• _Extract_:
Part-time employees who are excluded from the group plan entirely are not eligible for Section 125. They can still purchase coverage on the ACA marketplace, potentially with premium tax credits if their household income qualifies — though once you offer affordable group coverage to an employee, they generally lose eligibility for marketplace subsidies even if they choose not to enroll.
The Participation Requirement Reality
The most common challenge Florida employers face when extending coverage to part-time workers is participation. Here's the typical scenario:
A retail store has 8 full-time employees and 12 part-time employees (25–35 hours/week). The owner wants to offer coverage to everyone. But 6 of the part-time employees are college students covered under a parent's plan, and 3 are covered under a spouse's plan. Of the 12 part-time workers, only 3 actually want to enroll. That means only 3 of 20 total eligible employees enroll — a 15% participation rate that falls well below carrier minimums.
Solution: work with a carrier that allows "waiver waivers" (employees who waive because they have other coverage don't count against participation). After removing the 9 who have documented other coverage, you have 11 eligible employees without other coverage, and 3 enrolling from part-time plus all 8 full-time = 11 enrolling out of 11 without other coverage = 100% participation of those who need coverage. That's a group the carrier will write.

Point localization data
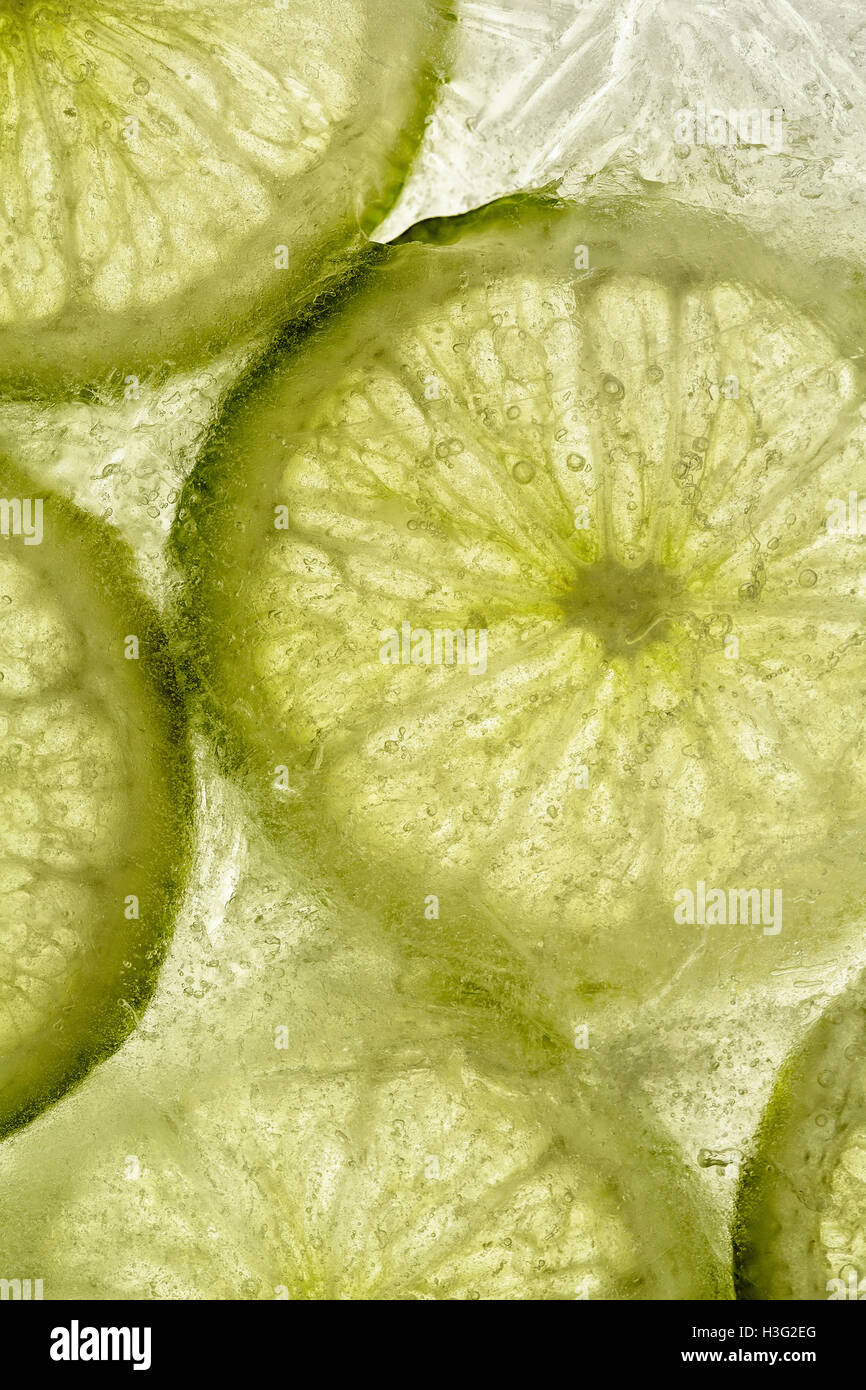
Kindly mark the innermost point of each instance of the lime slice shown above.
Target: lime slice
(802, 1198)
(419, 1175)
(174, 170)
(93, 794)
(517, 595)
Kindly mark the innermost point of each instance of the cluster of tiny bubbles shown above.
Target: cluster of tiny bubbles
(446, 448)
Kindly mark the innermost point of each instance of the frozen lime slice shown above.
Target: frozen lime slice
(92, 795)
(801, 1228)
(521, 595)
(174, 170)
(419, 1175)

• _Task A_:
In the text on health coverage for part-time workers, how many of the 12 part-time employees at the retail store actually want to enroll?
• _Task B_:
Translate this sentence from the text on health coverage for part-time workers into Spanish: "The owner wants to offer coverage to everyone."
• _Task C_:
Continue the text on health coverage for part-time workers, starting after its last sentence.
The point localization material has no role in any of this.

• _Task output A_:
Only 3 of them.

• _Task output B_:
El propietario quiere ofrecer cobertura a todos.

• _Task output C_:
Carriers That Work Well for Mixed Workforces
Florida Blue is typically the most flexible carrier for employers with complicated workforce structures — they have experience with participation issues and can often accommodate edge cases that smaller carriers won't. Aetna is a strong second choice for groups where most of the workforce is concentrated in a single metro. Ambetter works well for cost-conscious employers who mostly need coverage for lower-wage part-time staff who would be on Medicaid or marketplace plans otherwise.
- Do we have to offer part-time employees the same plan as full-time employees?
- No. You can offer different plans (different tiers, different metal levels) to different employee classes as long as the classification is based on objective criteria like hours worked, not health status. Document your eligibility classes in your plan document.
- A part-time employee just had a baby. Do we have to add them to our plan?
- If the employee is not eligible under your plan's hours threshold, having a baby does not trigger plan eligibility. However, the newborn qualifies for a Special Enrollment Period to get coverage through the ACA marketplace or the other parent's plan. You are not required to extend eligibility to an ineligible employee due to a life event.
- What's the minimum hours requirement carriers impose in Florida?
- Most Florida carriers allow you to set eligibility at any threshold between 20–30 hours/week for the small group market. Some carriers floor this at 30 hours. We check each carrier's specific rules when building your options — it varies by carrier and changes periodically.
- Can we offer ICHRA to part-time workers and keep the group plan for full-time staff?
- Yes, this is one of the permitted ICHRA class structures. Full-time employees (30+ hours/week) can be on the group plan; part-time employees (under 30 hours/week) can receive ICHRA allowances. The allowance amounts must be the same for all employees in the part-time class, though you can vary amounts by age and family size.
- Our seasonal part-time employees only work 4–5 months. Do they count for ACA purposes?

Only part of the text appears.